> **Material provided**:
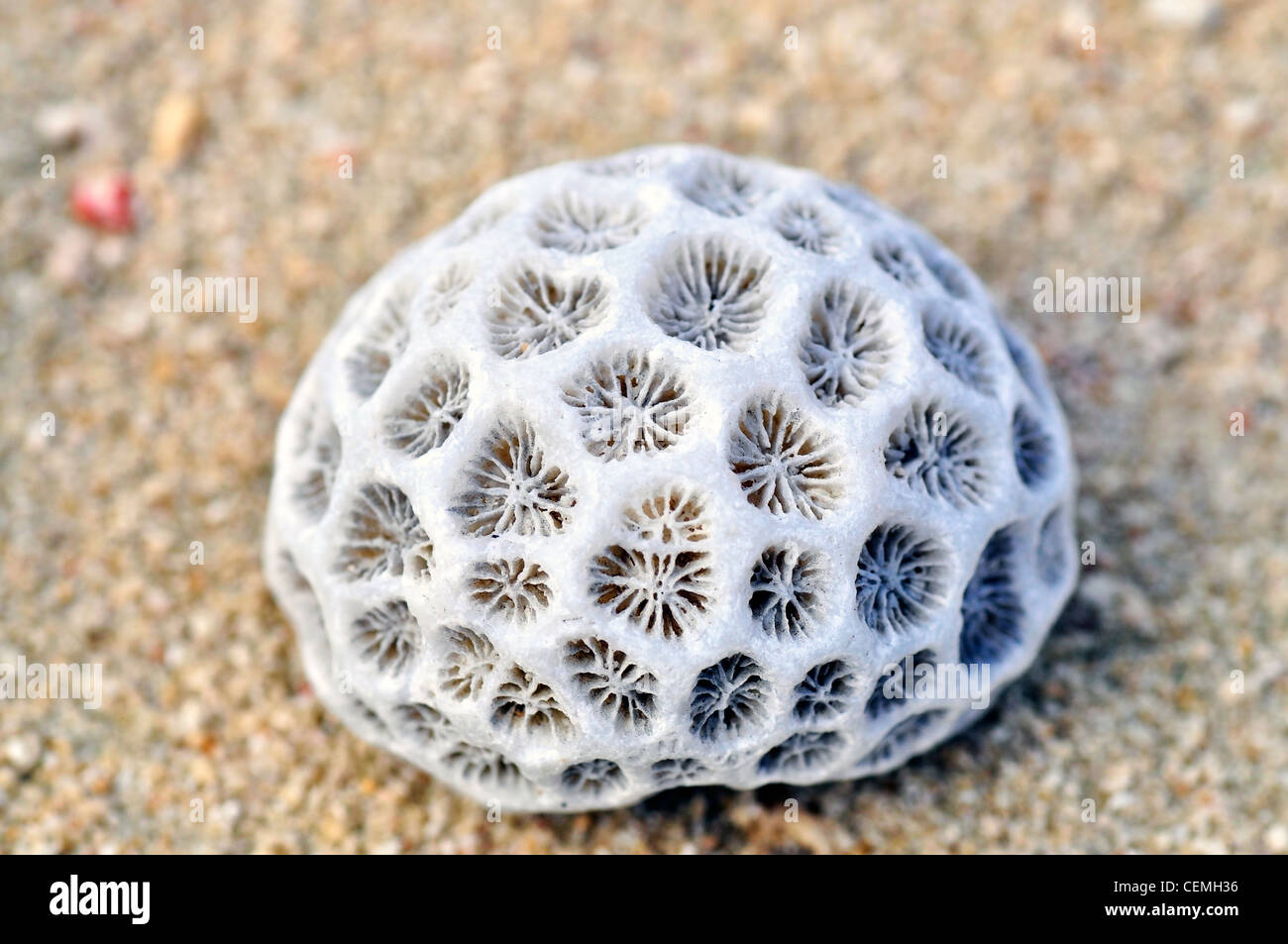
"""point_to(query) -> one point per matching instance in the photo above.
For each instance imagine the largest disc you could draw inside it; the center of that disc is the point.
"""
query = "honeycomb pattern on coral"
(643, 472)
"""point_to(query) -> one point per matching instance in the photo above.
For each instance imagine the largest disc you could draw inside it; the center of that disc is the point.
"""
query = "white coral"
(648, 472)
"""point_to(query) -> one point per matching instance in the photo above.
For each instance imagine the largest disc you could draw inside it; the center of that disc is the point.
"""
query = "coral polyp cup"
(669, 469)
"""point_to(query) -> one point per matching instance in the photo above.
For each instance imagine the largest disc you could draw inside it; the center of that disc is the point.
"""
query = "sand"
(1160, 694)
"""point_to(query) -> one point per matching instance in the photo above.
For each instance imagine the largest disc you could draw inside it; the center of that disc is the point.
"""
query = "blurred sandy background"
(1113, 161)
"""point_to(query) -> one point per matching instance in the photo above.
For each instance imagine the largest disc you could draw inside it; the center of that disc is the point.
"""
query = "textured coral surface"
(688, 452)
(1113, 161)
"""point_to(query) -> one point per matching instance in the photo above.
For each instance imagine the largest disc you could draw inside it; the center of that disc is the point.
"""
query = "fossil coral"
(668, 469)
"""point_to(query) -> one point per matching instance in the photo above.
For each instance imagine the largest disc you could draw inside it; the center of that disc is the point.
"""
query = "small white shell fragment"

> **What is expected**: Leaving all pictures aside, quote each record exactly.

> **Final answer**:
"""point_to(query) -> one point per matching instance in the photo above.
For each instance imagine the largest disc you could draw inside it; the center of that disc is the point.
"""
query = "honeycomb pattern on coral"
(643, 472)
"""point_to(query) -> one point per matching instance in the photo above.
For each instance imagine the largest disc you could draw inside it; the center of that disc is the point.
"""
query = "white coral"
(648, 472)
"""point_to(query) -> one point per matching instance in the photo above.
For each instance imagine the largest disc you could draw inside it; the center of that disc is the point.
"""
query = "coral polyp cup"
(669, 469)
"""point_to(query) -> one point per matching instance in the photo above.
For each instance imagine the largest disc you could draw inside it; the center of that disc is the point.
"""
query = "sand"
(1160, 694)
"""point_to(query) -> one point per matching instance in the photo above.
For each instance imagine the largest disc you could draw inside it; the center of that disc is the point.
"""
query = "blurred sandy background"
(1113, 161)
"""point_to(query) -> one point per matching instance in the photo above.
For each instance imagine the largest disc you could draw inside it; the center of that disc is the point.
"""
query = "textured coral surface"
(688, 452)
(1113, 161)
"""point_to(query) -> one point per matching instance in the photo above.
For each instance imagine the largest disc you could draw inside it; the center of that disc is the point.
"""
query = "fossil coral"
(668, 469)
"""point_to(query) -> one point per matching instance in the photo above.
For each instance imagine the largest disc you could draw inside it; the center of that disc is the point.
"""
query = "small white shell fragment"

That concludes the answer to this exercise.